EXERCISE REQUIREMENTS =
Rewrite every line in the part of the records that opens with the line containing "Drop a point on every instance of the undergrowth, written" and runs through the end, both ends included. Scale each answer coordinate by 2.05 and round to the nearest whole number, with halves rounded up, while copying all other lines and their sample coordinates unchanged.

* BEGIN RECORDS SHOWN *

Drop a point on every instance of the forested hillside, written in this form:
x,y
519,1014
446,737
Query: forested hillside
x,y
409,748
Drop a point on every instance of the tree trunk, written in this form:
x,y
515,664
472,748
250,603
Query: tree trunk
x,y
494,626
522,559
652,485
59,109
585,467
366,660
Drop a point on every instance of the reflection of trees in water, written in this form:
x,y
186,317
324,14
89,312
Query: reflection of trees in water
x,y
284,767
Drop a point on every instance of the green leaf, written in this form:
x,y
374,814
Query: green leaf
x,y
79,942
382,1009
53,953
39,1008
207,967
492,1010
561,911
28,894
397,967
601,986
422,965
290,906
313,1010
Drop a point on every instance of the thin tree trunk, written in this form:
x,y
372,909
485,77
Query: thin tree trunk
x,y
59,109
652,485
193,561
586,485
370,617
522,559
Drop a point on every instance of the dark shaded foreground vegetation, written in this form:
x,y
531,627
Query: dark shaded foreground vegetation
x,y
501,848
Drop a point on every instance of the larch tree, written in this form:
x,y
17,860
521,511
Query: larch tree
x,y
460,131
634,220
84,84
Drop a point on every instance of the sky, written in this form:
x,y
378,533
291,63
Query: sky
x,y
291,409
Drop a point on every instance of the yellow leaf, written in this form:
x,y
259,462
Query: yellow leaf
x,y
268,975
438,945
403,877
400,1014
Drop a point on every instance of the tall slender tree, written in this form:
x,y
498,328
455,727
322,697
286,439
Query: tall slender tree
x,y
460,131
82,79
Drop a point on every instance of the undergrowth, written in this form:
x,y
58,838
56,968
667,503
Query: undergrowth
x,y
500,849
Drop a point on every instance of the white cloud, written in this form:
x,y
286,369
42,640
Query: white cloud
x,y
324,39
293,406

* END RECORDS SHOWN *

TASK OUTPUT =
Drop a point on every instance of the undergrowth, written in this form:
x,y
58,838
56,968
667,503
Query: undergrowth
x,y
1025,1740
Drop a point on every instance of the white cloud, written in this form:
x,y
286,369
42,640
Query: white cloud
x,y
664,80
601,832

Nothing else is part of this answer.